YOUR GOAL:
Answer these questions using the text on the Lower Yuba River Hallwood Channel and Floodplain Restoration Project.
(a) Which firm leads the consultant team?
(b) How much sediment has Phase 1 construction removed so far?
(c) In what month and year did Phase 2 construction begin?

STUDY TEXT:
◇ ◇ ◇ ◇ ◇ ◇ ◇

Lower Yuba River Hallwood Channel and Floodplain Restoration Project
This project is designed to restore and enhance ecosystem processes within an important reach of the Yuba River. This multi-benefit project aims to enhance productive juvenile salmonid rearing habitat to increase the natural production of fall‐run and spring-run Chinook salmon (Oncorhynchus tshawytscha) and Central Valley steelhead (O. mykiss), by removing unnatural constraints from the river corridor, and allowing the project reach to evolve more naturally.
The project directly addresses (project granter) U.S. Fish & Wildlife Service’s Anadromous Fish Restoration Program’s doubling goal for anadromous salmonids. cbec leads the consultant team with primary support from Cramer Fish Sciences and the South Yuba River Citizens League.
The project will enhance and create up to 157 acres of seasonally inundated riparian floodplain habitats, more than 1.7 miles of perennial side channels and alcoves, and more than 6.1 miles of seasonal side channels, alcoves, and swales. This multi-benefit project focuses on enhancing juvenile salmonid rearing habitat by removing unnatural constraints from the river corridor, allowing the project reach to evolve more naturally. Historically, the Lower Yuba River provided a thriving environment for salmonids. This was adversely affected by the introduction of hydraulic mining during the California Gold Rush. The sediment tailings were transported down river, raising the riverbed where they settled. Subsequent management activities created large training walls that disrupted the floodplain’s flow, affecting instream and riparian conditions in the river. A vital component of Hallwood’s multi-benefit design approach focuses on removing unnatural constraints, such as a training wall that separates the main channel from the floodplain, and lowering high elevation gravel terraces. By teaming with a landowner with an adjacent aggregate processing facility, the sediment is removed directly from the river by conveyor system where excavated materials are processed for infrastructure needs. Given the volumes of material to be removed from the river corridor, this unique teaming arrangement makes the project feasible and leads to low cost implementation. Truly a win-win for all project partners.
To date, Phase 1 construction has removed more than 1.2 million cubic yards of sediment, reclaiming channel and floodplain habitats for Chinook salmon and steelhead trout. Additionally, 89 of the project’s total 157 acres of grading, including seasonal and perennial side channel habitats, have been implemented to restore valuable rearing habitat for these native salmonids. Phase 2 construction began in April 2021 on this large multi-stakeholder, multi-year project. Further implementation is expected to take an additional 2 to 4 years based on future funding availability and aggregate demand.

◇ ◇ ◇ ◇ ◇ ◇ ◇

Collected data
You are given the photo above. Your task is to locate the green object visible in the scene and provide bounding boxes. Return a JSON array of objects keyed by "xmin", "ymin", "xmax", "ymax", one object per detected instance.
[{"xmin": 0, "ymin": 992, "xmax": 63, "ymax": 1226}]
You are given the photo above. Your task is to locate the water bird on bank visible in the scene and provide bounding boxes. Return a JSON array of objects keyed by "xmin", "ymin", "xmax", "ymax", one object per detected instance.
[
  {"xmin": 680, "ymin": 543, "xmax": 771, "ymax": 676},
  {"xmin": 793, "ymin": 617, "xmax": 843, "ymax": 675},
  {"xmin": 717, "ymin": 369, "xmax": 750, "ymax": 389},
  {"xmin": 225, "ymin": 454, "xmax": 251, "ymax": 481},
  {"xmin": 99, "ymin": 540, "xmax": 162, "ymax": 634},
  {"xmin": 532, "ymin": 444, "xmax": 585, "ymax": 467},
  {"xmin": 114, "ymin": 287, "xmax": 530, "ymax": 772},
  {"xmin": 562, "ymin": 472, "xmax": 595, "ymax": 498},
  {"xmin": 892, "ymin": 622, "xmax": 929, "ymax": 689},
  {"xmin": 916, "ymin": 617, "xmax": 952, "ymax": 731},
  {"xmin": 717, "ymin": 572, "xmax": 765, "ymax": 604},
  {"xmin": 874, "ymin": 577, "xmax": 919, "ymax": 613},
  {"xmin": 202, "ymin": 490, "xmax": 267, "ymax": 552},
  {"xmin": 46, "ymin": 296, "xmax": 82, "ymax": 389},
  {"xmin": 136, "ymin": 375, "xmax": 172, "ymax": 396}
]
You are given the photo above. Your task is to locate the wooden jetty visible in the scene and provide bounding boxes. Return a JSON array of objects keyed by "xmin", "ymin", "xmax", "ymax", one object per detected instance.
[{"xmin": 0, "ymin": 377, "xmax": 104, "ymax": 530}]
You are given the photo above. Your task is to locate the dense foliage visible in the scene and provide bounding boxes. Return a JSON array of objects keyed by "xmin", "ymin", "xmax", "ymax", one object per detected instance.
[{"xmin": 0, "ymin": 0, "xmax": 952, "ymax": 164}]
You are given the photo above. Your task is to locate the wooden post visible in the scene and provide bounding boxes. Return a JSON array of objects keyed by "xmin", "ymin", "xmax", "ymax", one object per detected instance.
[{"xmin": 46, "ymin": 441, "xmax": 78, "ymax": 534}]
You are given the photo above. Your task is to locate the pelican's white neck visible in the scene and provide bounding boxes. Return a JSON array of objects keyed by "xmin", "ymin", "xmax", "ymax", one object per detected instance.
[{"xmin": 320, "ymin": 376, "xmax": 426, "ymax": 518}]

◇ ◇ ◇ ◇ ◇ ◇ ◇

ANSWER TO THE PROBLEM:
(a) cbec leads the consultant team.
(b) Phase 1 construction has removed more than 1.2 million cubic yards of sediment.
(c) Phase 2 construction began in April 2021.